# [TEXT EXCERPT]
We have a new preprint which follows up on our earlier work presented at the IROS Human Multi-Robot workshop a few months ago.
This is the result of an ongoing collaboration with an undergraduate research intern that I worked with over the summer, Xijia Zhang, and is one of my favorite papers this year. We started with a simple question: can we use large language models (LLMs) to generate faithful and plausible natural language explanations for an arbitrary agent policy model (e.g. deep neural network)? Prior works either require large, annotated datasets in order to produce explanations (which is impractical when explaining arbitrary agent behavior), or use pre-defined language templates which limits explanation expressivity. LLMs offer a potential solution given their effective few-shot reasoning ability, however, they are also prone to hallucination which results in inaccurate explanations. This is particularly dangerous as humans are often unable to identify LLM hallucinations (we show this in our preprint), which means people may make assumptions about agent behavior that is not true.

# [AIM OF THE TASK]
Copy the preceding text about the preprint on explaining agent behavior with large language models verbatim, in full.

Point localization data:
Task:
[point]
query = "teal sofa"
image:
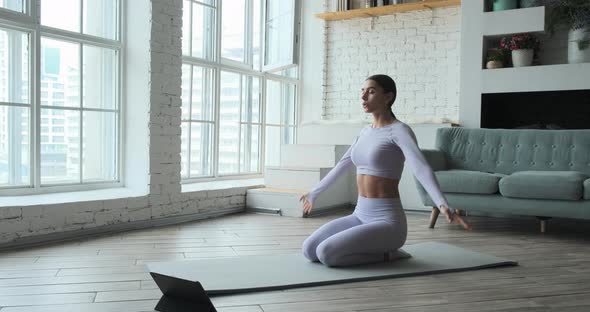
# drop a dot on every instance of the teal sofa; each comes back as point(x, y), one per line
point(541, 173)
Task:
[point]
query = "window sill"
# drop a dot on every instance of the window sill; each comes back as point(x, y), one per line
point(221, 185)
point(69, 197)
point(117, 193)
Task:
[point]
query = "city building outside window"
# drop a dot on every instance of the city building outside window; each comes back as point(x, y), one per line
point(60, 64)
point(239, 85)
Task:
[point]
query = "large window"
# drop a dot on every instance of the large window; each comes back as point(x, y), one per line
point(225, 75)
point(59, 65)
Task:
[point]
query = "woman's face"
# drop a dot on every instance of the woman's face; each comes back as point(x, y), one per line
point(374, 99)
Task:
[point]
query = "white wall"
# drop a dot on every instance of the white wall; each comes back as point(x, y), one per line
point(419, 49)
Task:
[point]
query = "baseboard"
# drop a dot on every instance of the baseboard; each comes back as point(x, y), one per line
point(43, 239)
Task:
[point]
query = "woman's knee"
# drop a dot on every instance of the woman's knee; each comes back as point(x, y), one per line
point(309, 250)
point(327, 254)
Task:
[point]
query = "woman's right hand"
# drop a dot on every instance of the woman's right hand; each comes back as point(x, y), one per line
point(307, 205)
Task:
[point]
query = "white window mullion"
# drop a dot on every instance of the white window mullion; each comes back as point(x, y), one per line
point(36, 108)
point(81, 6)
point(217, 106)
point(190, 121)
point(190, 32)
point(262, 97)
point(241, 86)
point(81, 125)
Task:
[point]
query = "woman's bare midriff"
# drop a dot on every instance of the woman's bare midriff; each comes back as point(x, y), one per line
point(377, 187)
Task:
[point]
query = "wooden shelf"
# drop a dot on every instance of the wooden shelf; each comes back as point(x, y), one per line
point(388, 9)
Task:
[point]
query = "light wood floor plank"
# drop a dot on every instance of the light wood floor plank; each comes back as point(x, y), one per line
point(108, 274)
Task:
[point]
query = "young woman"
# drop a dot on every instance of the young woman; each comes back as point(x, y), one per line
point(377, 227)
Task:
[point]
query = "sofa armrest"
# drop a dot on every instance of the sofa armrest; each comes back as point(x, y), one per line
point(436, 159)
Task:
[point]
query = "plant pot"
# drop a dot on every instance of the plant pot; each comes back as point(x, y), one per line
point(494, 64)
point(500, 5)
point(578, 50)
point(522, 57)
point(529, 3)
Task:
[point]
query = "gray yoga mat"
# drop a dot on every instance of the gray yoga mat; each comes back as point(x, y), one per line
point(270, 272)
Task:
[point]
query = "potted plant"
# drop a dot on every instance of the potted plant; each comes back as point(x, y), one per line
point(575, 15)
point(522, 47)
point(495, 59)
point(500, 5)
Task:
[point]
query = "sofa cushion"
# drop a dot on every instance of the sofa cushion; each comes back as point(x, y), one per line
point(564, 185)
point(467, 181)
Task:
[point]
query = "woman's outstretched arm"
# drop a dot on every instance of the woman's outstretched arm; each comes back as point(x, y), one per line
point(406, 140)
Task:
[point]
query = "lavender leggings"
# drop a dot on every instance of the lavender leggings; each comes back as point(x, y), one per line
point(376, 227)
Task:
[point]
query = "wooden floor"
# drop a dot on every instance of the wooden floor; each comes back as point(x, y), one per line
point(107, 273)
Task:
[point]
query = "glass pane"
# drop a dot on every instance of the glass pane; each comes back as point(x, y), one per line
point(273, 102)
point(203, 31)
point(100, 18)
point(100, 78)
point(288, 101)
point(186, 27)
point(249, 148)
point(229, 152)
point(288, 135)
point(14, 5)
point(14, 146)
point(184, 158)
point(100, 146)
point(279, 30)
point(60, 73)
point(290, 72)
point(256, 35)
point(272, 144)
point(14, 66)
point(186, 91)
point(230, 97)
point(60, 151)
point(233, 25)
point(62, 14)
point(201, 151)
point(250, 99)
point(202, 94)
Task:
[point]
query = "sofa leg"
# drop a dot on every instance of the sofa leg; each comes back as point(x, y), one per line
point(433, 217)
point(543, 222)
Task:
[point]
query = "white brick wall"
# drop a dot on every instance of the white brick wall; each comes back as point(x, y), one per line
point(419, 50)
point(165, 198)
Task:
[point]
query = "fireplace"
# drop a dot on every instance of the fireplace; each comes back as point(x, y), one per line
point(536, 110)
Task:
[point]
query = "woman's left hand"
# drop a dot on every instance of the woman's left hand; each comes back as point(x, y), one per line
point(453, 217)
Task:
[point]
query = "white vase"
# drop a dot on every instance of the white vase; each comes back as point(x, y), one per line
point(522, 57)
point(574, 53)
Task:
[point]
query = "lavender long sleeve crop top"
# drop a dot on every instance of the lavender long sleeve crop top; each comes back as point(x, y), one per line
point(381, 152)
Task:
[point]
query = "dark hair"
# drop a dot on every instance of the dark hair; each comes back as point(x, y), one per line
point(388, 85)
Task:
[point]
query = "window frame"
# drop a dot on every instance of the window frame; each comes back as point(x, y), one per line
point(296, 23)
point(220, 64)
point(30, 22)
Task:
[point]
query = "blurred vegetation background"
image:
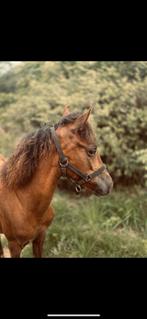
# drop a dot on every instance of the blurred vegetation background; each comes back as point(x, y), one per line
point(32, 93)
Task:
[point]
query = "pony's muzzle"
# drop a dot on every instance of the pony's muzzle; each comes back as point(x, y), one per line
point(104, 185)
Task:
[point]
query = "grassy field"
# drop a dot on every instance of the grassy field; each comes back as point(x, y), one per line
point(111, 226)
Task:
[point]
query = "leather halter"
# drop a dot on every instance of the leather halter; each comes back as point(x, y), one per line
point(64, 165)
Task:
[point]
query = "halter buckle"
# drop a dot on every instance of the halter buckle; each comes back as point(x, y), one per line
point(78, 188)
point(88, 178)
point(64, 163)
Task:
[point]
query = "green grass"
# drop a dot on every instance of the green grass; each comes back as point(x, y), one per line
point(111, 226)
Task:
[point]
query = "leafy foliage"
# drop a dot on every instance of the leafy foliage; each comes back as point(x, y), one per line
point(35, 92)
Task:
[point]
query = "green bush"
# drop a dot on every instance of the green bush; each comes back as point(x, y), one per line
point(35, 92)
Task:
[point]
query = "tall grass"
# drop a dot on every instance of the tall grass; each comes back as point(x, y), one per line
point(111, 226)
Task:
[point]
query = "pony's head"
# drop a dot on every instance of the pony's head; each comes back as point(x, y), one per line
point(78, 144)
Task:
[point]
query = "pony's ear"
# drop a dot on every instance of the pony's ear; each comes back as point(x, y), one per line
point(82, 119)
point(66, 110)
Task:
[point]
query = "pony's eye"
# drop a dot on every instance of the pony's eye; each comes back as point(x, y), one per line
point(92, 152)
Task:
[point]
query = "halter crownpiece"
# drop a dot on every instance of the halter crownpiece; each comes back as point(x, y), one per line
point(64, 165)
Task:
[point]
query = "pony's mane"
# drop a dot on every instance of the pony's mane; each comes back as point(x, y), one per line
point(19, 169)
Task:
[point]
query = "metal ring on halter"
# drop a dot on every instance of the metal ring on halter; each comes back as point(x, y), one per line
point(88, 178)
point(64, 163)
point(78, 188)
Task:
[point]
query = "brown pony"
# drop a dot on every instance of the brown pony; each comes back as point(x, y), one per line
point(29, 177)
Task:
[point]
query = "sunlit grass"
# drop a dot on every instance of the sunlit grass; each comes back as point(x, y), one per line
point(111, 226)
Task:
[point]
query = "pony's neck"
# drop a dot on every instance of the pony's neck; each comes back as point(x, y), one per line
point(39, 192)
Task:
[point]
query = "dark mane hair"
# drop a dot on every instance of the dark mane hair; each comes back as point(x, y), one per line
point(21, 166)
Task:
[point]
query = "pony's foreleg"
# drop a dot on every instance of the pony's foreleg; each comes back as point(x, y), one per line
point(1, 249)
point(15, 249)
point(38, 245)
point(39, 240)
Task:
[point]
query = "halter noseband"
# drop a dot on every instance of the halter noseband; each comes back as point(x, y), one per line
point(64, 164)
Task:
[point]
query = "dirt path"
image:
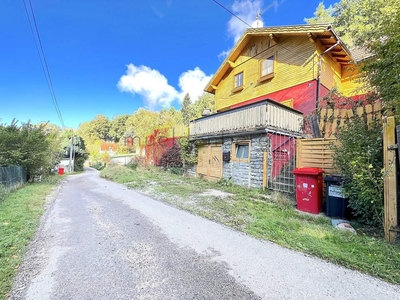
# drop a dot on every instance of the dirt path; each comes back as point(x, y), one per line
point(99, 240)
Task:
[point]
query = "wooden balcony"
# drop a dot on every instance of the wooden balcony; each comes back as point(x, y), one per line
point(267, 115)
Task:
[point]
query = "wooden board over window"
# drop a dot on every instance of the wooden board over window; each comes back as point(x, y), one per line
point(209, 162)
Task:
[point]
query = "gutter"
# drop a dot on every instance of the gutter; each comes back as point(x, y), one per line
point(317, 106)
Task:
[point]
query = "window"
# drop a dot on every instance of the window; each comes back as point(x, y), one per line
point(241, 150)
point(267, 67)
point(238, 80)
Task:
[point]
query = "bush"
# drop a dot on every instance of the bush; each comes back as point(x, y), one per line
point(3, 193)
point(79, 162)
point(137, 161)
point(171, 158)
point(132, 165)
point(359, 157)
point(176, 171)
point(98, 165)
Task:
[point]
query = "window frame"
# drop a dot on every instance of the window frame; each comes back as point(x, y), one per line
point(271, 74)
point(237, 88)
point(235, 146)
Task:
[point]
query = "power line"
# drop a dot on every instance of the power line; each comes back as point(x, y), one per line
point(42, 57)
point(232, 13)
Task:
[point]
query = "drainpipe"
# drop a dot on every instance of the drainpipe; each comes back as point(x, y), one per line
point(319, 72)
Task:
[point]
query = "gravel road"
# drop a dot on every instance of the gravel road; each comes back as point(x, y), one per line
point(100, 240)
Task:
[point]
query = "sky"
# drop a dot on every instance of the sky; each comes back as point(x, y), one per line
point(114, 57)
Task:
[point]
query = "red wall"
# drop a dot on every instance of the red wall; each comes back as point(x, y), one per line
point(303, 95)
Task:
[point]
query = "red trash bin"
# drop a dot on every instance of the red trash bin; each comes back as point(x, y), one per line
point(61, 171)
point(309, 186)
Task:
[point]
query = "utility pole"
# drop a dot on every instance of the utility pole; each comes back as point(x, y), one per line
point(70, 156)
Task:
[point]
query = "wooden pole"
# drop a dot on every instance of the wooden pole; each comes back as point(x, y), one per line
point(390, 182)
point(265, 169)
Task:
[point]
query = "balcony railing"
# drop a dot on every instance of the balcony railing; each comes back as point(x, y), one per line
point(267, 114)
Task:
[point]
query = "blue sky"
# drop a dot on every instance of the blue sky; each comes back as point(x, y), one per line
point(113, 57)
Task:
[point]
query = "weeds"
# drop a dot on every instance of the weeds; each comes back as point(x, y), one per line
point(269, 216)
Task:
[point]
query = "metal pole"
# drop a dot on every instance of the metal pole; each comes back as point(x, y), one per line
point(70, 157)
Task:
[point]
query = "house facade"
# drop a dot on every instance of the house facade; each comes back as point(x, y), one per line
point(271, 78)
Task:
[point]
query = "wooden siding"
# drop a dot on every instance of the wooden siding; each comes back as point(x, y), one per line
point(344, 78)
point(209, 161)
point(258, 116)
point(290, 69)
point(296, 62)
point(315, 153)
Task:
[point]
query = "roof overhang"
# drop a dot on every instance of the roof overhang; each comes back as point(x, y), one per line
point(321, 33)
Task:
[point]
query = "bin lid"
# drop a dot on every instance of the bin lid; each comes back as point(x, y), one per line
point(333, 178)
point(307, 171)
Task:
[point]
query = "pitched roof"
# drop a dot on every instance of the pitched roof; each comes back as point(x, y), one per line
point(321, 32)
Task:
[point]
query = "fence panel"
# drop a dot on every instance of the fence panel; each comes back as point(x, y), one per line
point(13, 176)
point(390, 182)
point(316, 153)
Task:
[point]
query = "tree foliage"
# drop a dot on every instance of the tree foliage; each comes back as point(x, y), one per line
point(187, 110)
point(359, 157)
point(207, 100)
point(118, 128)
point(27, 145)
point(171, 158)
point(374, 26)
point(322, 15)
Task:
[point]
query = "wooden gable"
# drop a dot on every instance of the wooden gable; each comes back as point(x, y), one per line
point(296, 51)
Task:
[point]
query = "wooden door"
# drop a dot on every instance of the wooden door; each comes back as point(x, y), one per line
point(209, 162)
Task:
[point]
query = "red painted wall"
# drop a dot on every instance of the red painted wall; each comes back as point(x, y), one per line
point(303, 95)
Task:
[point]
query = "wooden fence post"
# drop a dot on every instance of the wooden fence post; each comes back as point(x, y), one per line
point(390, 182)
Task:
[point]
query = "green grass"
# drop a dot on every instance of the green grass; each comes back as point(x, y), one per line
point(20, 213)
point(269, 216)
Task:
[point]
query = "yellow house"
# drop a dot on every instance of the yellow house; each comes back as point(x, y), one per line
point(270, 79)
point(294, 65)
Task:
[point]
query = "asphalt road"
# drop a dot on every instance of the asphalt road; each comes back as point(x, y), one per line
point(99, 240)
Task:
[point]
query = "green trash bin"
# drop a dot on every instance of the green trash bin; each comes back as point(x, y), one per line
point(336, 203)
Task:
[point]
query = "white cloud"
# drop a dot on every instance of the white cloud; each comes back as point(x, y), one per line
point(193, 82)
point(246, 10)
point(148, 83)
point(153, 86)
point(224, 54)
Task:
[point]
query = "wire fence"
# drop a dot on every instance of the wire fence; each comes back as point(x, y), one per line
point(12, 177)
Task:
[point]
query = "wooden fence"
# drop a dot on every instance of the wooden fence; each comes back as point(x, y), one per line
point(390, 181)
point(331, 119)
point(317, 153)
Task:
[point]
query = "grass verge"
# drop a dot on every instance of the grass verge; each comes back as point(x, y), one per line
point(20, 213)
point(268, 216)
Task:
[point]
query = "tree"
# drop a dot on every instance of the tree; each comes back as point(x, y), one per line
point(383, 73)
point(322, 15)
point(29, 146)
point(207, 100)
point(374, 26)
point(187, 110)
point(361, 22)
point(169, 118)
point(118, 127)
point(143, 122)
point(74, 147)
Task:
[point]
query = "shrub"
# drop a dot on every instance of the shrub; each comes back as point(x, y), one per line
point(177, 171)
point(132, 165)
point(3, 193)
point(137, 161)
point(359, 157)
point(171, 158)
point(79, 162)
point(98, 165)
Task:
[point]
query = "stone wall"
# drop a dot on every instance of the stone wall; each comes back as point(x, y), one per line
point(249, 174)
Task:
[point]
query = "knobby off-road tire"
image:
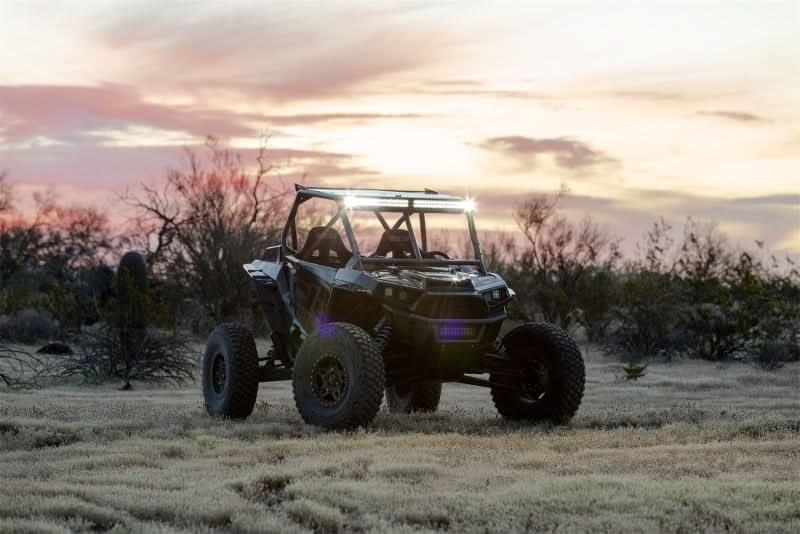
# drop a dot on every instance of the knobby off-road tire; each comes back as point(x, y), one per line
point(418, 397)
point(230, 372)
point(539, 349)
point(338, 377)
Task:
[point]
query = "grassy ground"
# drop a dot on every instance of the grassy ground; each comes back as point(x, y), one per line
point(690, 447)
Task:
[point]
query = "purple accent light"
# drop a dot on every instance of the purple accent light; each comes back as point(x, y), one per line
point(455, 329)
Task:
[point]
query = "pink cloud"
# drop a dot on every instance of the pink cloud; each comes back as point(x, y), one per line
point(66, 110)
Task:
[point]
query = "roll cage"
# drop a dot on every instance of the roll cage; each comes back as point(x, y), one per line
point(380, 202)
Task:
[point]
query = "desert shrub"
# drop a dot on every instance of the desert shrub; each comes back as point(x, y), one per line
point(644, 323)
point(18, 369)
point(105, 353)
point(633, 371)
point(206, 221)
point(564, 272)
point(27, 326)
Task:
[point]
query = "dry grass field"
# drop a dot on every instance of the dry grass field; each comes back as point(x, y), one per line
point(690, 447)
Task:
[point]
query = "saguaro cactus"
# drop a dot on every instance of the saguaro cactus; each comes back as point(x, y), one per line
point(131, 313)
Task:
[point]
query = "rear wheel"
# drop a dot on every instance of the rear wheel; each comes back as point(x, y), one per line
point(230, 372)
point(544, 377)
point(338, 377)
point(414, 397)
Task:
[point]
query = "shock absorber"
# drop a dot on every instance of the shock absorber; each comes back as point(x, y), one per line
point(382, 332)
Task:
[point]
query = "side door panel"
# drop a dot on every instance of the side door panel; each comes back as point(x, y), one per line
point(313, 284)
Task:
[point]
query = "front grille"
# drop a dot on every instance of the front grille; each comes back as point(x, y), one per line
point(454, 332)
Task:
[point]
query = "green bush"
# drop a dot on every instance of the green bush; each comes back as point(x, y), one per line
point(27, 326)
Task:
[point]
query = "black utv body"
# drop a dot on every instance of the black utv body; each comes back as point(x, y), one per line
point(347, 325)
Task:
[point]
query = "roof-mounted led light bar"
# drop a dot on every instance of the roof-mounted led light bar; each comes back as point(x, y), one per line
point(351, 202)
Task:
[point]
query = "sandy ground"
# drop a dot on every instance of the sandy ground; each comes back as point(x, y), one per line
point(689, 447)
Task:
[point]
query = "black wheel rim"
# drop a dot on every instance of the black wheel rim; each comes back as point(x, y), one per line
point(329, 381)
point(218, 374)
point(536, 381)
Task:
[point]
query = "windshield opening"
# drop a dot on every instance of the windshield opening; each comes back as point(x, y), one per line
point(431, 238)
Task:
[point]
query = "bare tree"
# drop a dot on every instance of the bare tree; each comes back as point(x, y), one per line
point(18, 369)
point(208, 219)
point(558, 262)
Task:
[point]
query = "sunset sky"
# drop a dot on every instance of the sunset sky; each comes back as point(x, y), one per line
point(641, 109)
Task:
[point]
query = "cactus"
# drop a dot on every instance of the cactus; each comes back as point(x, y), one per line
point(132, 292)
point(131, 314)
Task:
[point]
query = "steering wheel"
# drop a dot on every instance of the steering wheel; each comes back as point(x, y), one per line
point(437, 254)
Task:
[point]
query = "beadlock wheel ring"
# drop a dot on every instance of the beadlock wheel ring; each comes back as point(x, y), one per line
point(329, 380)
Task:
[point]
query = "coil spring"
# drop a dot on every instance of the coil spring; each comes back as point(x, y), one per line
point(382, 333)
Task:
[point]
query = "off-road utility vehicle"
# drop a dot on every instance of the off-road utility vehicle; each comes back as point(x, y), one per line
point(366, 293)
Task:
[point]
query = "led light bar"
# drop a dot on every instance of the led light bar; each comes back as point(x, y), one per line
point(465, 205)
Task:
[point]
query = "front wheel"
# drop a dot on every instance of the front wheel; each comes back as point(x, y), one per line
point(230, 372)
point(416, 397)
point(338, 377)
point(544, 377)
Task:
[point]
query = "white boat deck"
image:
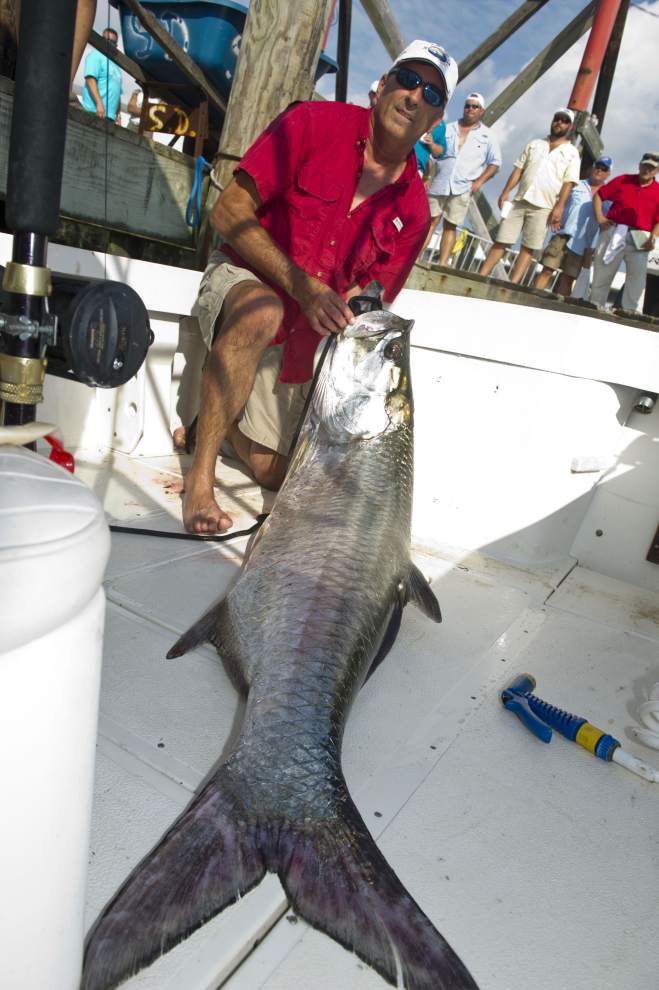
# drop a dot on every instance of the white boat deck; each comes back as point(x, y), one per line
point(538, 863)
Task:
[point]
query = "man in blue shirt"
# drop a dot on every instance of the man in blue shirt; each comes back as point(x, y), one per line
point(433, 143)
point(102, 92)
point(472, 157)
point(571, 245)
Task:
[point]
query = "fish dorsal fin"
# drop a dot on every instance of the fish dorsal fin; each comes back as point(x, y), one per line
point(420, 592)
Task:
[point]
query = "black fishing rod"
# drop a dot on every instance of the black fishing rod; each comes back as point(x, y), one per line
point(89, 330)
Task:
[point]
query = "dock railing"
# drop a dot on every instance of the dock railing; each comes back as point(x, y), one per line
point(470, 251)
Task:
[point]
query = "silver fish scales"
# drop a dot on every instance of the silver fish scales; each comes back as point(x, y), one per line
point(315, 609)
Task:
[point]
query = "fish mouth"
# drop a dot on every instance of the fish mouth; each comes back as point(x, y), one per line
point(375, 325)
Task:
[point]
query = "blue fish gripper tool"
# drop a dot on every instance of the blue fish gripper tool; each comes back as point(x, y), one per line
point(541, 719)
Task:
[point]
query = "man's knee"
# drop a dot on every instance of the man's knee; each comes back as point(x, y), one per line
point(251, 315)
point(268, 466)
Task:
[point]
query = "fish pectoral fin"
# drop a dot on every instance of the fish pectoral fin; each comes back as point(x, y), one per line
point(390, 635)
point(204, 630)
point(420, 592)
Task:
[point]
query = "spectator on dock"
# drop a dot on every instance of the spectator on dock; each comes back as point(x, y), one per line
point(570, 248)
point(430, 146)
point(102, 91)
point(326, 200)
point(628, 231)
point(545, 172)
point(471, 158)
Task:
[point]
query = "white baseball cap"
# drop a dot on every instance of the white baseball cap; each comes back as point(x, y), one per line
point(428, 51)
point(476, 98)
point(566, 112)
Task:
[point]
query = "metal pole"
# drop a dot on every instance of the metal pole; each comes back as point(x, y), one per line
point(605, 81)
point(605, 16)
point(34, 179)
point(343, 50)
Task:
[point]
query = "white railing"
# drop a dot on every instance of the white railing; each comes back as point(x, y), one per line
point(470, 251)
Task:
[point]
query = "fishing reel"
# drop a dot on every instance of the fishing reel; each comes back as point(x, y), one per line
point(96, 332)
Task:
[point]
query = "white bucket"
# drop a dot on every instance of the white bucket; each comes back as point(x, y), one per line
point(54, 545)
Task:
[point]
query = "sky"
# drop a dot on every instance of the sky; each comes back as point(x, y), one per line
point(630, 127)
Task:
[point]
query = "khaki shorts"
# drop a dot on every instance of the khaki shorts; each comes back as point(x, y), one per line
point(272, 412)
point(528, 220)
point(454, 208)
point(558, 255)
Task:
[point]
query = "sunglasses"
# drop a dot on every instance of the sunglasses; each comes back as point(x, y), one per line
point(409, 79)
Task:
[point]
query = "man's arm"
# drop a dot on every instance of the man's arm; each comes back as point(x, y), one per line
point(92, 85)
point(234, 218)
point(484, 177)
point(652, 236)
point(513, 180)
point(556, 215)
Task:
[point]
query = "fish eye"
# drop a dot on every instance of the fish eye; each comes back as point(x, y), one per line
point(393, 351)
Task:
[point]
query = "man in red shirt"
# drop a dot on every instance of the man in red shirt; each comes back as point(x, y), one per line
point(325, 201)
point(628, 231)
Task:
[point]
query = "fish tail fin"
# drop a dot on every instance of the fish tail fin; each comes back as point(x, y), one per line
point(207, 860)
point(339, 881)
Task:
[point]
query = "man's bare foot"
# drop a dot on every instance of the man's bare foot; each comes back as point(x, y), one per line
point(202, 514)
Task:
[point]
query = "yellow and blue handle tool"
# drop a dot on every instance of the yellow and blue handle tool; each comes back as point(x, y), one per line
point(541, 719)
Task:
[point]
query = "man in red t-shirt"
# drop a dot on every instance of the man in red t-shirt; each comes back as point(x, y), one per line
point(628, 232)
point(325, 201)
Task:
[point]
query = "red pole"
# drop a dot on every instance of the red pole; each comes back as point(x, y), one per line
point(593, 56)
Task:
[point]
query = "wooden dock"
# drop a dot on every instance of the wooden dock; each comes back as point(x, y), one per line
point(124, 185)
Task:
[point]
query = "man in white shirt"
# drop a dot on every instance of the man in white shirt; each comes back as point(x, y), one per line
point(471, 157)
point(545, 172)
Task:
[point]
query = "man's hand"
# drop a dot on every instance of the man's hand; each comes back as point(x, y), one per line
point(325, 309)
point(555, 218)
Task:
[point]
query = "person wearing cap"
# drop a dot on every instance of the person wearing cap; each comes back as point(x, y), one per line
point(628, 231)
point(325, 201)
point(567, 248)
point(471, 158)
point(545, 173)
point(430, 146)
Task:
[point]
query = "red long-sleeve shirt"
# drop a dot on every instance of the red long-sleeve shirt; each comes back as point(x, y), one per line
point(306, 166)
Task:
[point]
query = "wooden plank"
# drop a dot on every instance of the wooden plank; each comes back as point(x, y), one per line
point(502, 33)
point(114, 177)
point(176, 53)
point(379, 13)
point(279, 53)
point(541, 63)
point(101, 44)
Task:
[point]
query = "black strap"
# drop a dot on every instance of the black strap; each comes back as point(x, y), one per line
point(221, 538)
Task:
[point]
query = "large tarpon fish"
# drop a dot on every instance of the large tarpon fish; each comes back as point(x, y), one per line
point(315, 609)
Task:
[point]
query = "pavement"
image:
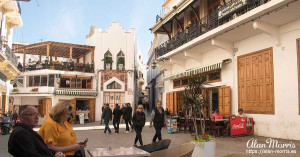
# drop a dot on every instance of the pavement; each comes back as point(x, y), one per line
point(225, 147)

# [OUTPUT]
We have a new preprint which follows up on our earlier work presented at the IROS Human Multi-Robot workshop a few months ago.
This is the result of an ongoing collaboration with an undergraduate research intern that I worked with over the summer, Xijia Zhang, and is one of my favorite papers this year. We started with a simple question: can we use large language models (LLMs) to generate faithful and plausible natural language explanations for an arbitrary agent policy model (e.g. deep neural network)? Prior works either require large, annotated datasets in order to produce explanations (which is impractical when explaining arbitrary agent behavior), or use pre-defined language templates which limits explanation expressivity. LLMs offer a potential solution given their effective few-shot reasoning ability, however, they are also prone to hallucination which results in inaccurate explanations. This is particularly dangerous as humans are often unable to identify LLM hallucinations (we show this in our preprint), which means people may make assumptions about agent behavior that is not true.